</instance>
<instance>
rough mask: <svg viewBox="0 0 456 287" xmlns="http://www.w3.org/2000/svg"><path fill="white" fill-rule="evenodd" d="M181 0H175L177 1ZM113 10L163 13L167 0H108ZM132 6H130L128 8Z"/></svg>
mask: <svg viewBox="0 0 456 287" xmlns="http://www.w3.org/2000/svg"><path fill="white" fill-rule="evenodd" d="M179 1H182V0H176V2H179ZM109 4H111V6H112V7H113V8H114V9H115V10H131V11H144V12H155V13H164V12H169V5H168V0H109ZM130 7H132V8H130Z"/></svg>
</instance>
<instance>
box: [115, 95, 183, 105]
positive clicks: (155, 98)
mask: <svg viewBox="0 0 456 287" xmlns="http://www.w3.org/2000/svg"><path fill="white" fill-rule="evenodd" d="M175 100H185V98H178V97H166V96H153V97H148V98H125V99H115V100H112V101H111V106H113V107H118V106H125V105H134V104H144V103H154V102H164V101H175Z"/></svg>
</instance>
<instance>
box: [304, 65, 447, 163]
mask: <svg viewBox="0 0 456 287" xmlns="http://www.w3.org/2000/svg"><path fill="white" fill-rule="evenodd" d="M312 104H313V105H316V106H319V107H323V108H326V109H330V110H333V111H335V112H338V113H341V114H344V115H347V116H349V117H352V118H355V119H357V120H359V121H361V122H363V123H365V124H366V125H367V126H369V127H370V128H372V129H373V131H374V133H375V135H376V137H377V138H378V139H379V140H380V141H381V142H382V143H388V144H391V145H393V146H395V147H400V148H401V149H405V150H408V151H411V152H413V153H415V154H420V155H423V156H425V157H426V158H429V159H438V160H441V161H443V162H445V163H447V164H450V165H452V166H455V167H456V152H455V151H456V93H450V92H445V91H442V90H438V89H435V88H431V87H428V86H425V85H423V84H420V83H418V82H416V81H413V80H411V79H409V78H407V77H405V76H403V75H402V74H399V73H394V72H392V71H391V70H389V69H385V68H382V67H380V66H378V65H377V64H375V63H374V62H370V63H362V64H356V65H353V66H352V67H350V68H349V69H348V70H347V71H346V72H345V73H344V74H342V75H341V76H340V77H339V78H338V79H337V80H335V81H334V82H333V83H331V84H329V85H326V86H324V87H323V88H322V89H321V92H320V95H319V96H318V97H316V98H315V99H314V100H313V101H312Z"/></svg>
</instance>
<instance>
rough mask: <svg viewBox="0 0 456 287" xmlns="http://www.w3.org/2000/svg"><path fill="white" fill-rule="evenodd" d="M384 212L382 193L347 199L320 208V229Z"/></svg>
::::::::
Count the lines in the rows above that contain the string "fill", treating uppercase and lowercase as different. Reply with only the number.

5